▶ [VORGEGEBENER TEXT]:
+ + +

Neulich habe ich etwas ganz Seltenes gesehen:
Eltern, die ihre Kinder erziehen!
Der herrschende Leitsatz moderner Eltern lautet bekanntlich:
Erziehung geht mich nichts an. Das sollen die in der Schule machen.
Rücksicht muss gelernt werden
Und also auch gelehrt. Rücksicht meint hier übrigens nicht die gute Sicht im Auto nach hinten, sondern jene Eigenschaft, die Menschen miteinander friedlich zusammenleben lassen.
Obwohl Rücksicht irgendwie schon etwas mit „Zurückschauen“ zu tun hat. Im Lateinischen heißt Rücksicht ja „respectus“. Respekt wiederum bedeutet in unserem Sprachgebrauch so etwas wie Wertschätzung anderen Menschen gegenüber zu haben. Oder auch Tieren.

+ + +

▶ [ZU BEARBEITEN]:
1. Kopiere aus dem Text über Rücksicht wortgetreu die Stelle von „Rücksicht muss gelernt“ bis einschließlich „friedlich zusammenleben lassen.“.
2. Nimm den Text über Rücksicht nach seinem letzten Satz wieder auf und führe ihn fort.

▶ [EXTRAHIERTE DATEN]:

+ + +

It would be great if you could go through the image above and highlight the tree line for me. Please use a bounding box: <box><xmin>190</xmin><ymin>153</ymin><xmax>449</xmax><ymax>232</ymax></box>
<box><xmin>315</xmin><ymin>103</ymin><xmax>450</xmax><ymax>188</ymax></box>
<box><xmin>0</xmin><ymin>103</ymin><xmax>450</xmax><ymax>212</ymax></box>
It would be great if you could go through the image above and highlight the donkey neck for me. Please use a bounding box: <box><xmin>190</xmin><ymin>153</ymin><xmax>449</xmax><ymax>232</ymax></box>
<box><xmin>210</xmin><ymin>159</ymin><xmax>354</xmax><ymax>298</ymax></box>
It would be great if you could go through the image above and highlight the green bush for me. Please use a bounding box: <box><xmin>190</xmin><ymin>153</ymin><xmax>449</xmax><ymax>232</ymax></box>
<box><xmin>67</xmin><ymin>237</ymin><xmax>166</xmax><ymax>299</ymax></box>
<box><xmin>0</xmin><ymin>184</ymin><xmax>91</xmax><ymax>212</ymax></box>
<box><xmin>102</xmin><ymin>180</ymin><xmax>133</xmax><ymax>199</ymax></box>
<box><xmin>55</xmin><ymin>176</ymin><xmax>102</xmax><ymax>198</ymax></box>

+ + +

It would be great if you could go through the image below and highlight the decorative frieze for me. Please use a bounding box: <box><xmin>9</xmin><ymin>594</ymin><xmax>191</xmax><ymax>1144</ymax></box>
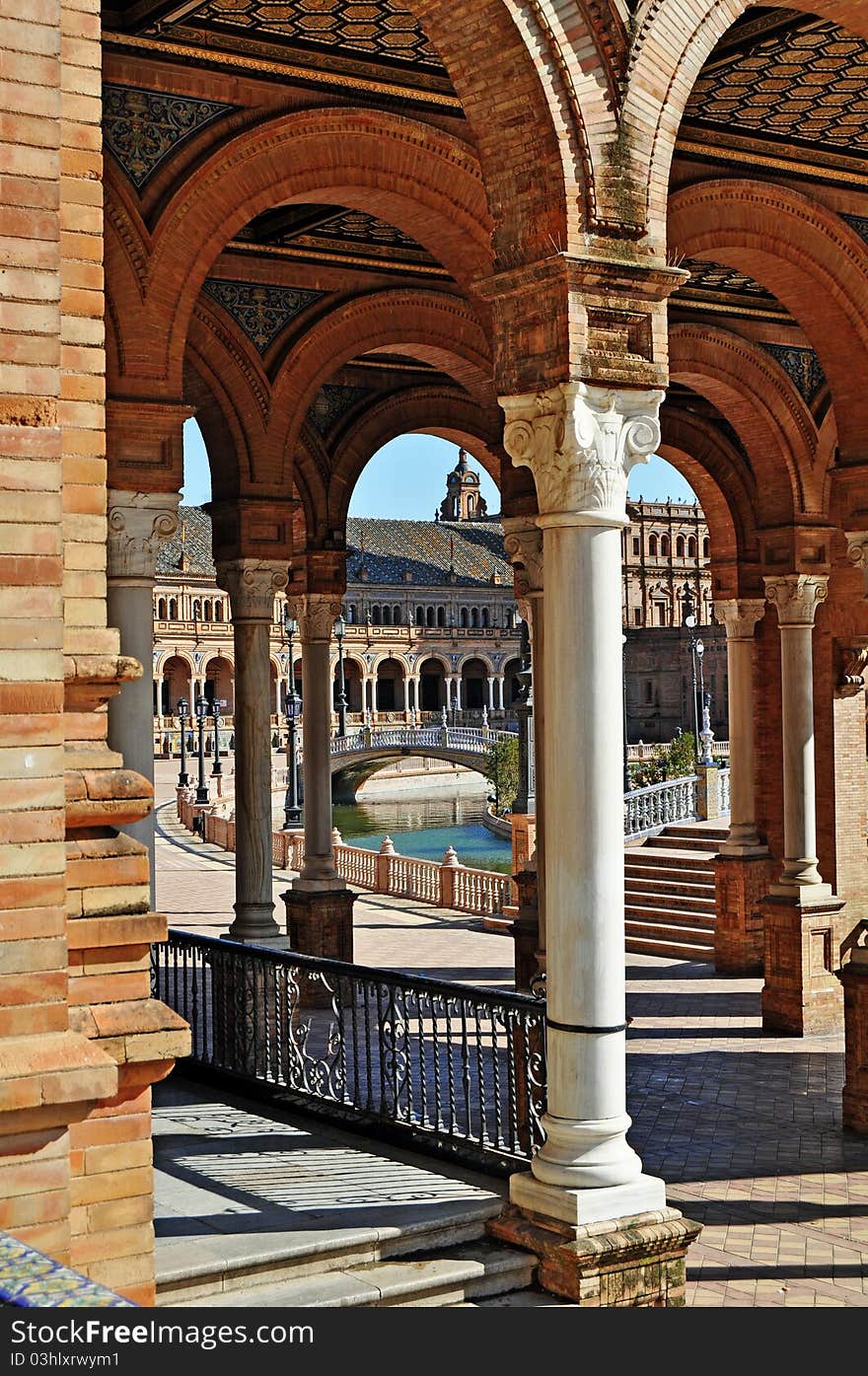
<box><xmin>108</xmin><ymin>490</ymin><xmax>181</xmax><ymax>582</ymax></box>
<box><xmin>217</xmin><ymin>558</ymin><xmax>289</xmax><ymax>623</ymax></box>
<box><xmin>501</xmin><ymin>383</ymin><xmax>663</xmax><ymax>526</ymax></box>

+ + +

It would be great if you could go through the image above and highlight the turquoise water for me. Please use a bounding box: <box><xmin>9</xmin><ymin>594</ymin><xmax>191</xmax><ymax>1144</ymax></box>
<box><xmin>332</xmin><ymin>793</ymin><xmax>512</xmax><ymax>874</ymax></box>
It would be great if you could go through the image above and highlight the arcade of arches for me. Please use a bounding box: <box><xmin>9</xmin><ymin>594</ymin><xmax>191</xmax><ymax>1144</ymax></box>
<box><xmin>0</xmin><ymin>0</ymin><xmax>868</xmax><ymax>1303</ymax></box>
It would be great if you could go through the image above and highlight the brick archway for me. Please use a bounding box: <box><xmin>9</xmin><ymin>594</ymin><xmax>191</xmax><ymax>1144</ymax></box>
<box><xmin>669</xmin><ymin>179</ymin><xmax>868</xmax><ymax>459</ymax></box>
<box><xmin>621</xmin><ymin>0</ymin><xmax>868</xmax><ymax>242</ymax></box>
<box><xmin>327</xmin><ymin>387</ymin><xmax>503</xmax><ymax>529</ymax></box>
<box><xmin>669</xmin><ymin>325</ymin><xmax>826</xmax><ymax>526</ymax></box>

+ + +

▶ [ERGEBNISSE DER ÜBUNG]:
1.
Rücksicht muss gelernt werden
Und also auch gelehrt. Rücksicht meint hier übrigens nicht die gute Sicht im Auto nach hinten, sondern jene Eigenschaft, die Menschen miteinander friedlich zusammenleben lassen.

2.
Womit ich wieder bei Leo gelandet bin. Rücksicht wird uns bekanntlich nicht in die Wiege gelegt, sie muss uns beigebracht werden.
Damit ist nicht jene Art von Erziehung gemeint, die Kinder zu dressierten Wesen macht, die später jeden Befehl ausführen, sei er noch so vertrottelt oder menschenfeindlich.
Aber auch nicht jene (Nicht-)Erziehung, die in einem seltsamen Glauben an das Gute im Menschen meint, das kleine Kind wisse von Geburt an, was das Beste für es und die Welt ist.
Mach bitte Platz
Es ist nämlich so, dass der Gang in unserem Haus etwas schwierig zu begehen ist. Wenn ein — und sei es auch nur ein kleiner — Mensch hier steht, kann der zweite das Haustor nicht öffnen.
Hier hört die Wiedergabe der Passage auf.